*** Opening of SUPPLIED ENTRIES ***

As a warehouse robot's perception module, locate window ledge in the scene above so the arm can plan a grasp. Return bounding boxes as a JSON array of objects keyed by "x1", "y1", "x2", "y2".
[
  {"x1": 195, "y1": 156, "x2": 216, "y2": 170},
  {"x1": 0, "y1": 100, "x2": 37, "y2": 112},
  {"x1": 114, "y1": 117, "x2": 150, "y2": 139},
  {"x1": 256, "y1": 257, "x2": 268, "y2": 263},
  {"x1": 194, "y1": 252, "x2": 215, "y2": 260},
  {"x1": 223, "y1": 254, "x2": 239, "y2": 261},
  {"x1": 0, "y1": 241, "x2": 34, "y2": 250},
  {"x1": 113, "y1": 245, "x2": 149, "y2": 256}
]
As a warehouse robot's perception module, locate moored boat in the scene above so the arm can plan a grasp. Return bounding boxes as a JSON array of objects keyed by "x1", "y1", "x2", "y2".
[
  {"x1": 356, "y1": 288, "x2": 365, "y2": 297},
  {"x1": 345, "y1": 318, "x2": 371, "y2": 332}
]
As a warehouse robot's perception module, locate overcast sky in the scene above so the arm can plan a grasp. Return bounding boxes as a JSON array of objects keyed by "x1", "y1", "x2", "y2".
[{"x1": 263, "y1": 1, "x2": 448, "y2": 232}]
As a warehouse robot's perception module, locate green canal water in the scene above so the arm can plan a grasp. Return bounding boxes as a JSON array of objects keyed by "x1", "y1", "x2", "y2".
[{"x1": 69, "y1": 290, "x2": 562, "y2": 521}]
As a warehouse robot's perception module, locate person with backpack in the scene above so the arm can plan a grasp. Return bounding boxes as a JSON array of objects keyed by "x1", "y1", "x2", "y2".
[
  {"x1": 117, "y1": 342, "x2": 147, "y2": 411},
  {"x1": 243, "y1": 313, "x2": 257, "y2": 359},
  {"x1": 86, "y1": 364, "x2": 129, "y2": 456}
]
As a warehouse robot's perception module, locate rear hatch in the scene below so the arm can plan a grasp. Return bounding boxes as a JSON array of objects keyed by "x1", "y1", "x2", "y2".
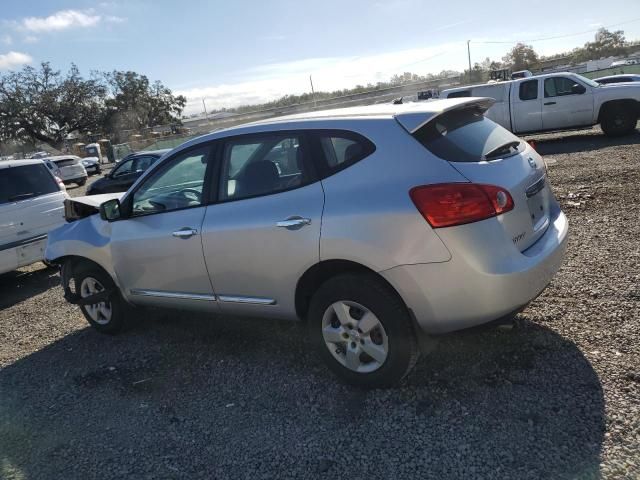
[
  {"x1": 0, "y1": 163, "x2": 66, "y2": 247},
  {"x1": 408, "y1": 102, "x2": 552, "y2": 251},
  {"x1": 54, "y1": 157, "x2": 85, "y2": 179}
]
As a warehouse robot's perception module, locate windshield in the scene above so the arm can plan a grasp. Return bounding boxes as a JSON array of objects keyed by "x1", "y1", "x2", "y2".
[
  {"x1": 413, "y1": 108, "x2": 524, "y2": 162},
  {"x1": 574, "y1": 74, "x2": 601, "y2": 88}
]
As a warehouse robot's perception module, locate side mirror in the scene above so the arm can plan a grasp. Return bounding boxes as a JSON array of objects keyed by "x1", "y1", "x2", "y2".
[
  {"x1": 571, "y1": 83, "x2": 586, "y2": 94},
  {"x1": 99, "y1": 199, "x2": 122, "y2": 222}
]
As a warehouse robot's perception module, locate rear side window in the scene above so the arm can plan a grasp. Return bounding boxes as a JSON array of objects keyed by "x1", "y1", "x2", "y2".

*** Close of SUPPLIED ENTRIES ***

## WHAT TO DO
Restate exactly, and only, every line from the one that contains "As a warehouse robot's perception module, locate side" through the last line of the records.

## EXERCISE RESPONSE
As a warehouse robot's perception module, locate side mirror in the scene above so the arm can plan a grasp. Return bounding boxes as a JSON array of objects keyed by "x1", "y1", "x2", "y2".
[
  {"x1": 571, "y1": 83, "x2": 586, "y2": 94},
  {"x1": 99, "y1": 199, "x2": 122, "y2": 222}
]
As a warehouse robot's perception module, locate rear side window in the scene above so the arm can plan a grasp. Return bounding boxes as a JSON array of objects keyed by "x1", "y1", "x2", "y2".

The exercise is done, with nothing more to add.